• _What you should do_
Format every line of the records below as a numbered list, omitting any blank lines.

• _Stored rows_
_ _ _

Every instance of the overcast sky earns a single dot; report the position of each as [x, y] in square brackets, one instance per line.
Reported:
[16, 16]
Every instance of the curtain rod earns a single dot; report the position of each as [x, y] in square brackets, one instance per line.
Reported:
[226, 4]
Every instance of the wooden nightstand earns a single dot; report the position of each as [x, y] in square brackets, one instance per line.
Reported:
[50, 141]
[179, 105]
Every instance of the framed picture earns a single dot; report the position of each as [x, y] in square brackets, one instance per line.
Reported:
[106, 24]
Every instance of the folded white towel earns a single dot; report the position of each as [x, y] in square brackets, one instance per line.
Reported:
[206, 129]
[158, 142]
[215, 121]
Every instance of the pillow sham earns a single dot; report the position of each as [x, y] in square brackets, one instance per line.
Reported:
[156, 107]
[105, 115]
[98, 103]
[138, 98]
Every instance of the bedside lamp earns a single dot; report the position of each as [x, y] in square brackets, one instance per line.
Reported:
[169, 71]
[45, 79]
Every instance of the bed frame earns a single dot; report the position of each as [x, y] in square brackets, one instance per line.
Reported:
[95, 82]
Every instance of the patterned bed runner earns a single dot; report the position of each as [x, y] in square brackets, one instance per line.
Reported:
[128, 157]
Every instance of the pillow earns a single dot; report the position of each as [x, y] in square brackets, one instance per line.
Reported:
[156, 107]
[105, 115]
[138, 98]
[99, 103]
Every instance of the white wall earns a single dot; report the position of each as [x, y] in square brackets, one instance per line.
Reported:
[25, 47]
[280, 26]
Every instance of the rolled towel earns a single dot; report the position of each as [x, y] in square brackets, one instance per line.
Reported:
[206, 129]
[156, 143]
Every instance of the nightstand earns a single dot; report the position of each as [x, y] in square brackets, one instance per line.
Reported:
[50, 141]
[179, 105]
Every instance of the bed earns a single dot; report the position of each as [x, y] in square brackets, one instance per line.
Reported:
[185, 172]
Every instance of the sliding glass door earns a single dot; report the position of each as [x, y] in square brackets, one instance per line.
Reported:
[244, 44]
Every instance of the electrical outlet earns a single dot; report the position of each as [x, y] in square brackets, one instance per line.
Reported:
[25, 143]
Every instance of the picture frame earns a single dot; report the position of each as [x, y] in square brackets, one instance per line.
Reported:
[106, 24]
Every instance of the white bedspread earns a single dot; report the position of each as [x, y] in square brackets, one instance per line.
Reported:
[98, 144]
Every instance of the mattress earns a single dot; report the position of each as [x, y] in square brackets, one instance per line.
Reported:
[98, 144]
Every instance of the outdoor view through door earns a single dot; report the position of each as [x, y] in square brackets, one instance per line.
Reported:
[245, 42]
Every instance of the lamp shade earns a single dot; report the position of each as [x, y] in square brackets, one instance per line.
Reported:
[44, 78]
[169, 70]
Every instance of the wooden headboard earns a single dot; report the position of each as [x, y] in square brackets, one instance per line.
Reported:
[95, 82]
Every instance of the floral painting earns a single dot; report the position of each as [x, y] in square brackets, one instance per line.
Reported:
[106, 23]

_ _ _

• _Answer to the problem_
1. Every instance of the overcast sky earns a single dot; report the position of each as [x, y] in square brackets, one instance per line.
2. Reported:
3. [16, 16]
4. Every instance of the curtain rod earns a single dot; report the position of each as [x, y] in square brackets, one instance per line.
5. Reported:
6. [226, 4]
7. Every instance of the wooden nightstand earns a single dot; report the position of each as [x, y] in square brackets, one instance per line.
8. Reported:
9. [50, 141]
10. [179, 105]
11. Every instance of the framed picture earns a single dot; report the position of each as [x, y] in square brackets, one instance per line.
12. Reported:
13. [106, 24]
14. Every instance of the folded white towel earns a single dot; report the position of each as [x, y] in square brackets, one instance per line.
15. Reported:
16. [206, 129]
17. [158, 142]
18. [215, 121]
19. Every instance of the pillow sham earns a single dot; report the position of each as [x, y] in square brackets, one instance per line.
20. Reported:
21. [156, 107]
22. [105, 115]
23. [98, 103]
24. [138, 98]
25. Every instance of the bedside lamp earns a single dot; report the position of each as [x, y] in square brackets, one instance per line.
26. Reported:
27. [169, 71]
28. [45, 79]
29. Every instance of the bed frame earns a single dot; report the position of each as [x, y] in square brackets, one instance per line.
30. Reported:
31. [95, 82]
32. Every instance of the patterned bed runner earns a single dot; report the position of each as [x, y] in square brackets, one instance per line.
33. Reported:
34. [128, 157]
35. Every instance of the pillow earns a single dot; report the position of each as [x, y] in square brackets, one instance per line.
36. Reported:
37. [156, 107]
38. [105, 115]
39. [138, 98]
40. [99, 103]
41. Every instance of the white wall earns a single dot; report the position of each as [x, y] in square brackets, one instance per line.
42. Reported:
43. [25, 47]
44. [280, 26]
45. Every instance of the rolled towel earns a single dot; report the position of each as [x, y] in square brackets, one instance per line.
46. Reported:
47. [206, 129]
48. [156, 143]
49. Every instance of the nightstand earns a single dot; report the position of each as [x, y] in square brackets, one instance per line.
50. Reported:
51. [50, 141]
52. [179, 105]
53. Every instance of the bed earns a single dot; report the position of each as [x, y] in square brackets, one instance per line.
54. Reported:
55. [185, 172]
56. Every instance of the sliding glass door earns a single dot; report the position of each as [x, y] in square brackets, one instance per line.
57. Reported:
58. [244, 44]
59. Every instance of the electrical outlet earns a single dot; report the position of each as [x, y] in square brackets, one instance per line.
60. Reported:
61. [25, 143]
62. Every instance of the picture frame earns a single dot; report the position of each as [x, y] in square brackets, one instance per line.
63. Reported:
64. [106, 24]
65. Every instance of the white bedspread earns a single dot; report the position of each as [x, y] in square brackets, one instance per line.
66. Reported:
67. [98, 144]
68. Every instance of the mattress earns a single dot; report the position of each as [x, y] in square brackets, one instance per line.
69. Reported:
70. [98, 144]
71. Every instance of the outdoor view through door earns a single dot; report the position of each as [x, y] in square brackets, one instance per line.
72. Reported:
73. [245, 42]
74. Every instance of the lamp shade earns a single dot; report the position of each as [x, y] in square brackets, one instance per line.
75. Reported:
76. [44, 78]
77. [169, 70]
78. Every instance of the wooden headboard earns a single dot; report the position of each as [x, y] in square brackets, one instance per line.
79. Reported:
80. [95, 82]
81. Every instance of the floral painting earns a single dot; report the position of each as [x, y] in square brackets, one instance per line.
82. Reported:
83. [106, 23]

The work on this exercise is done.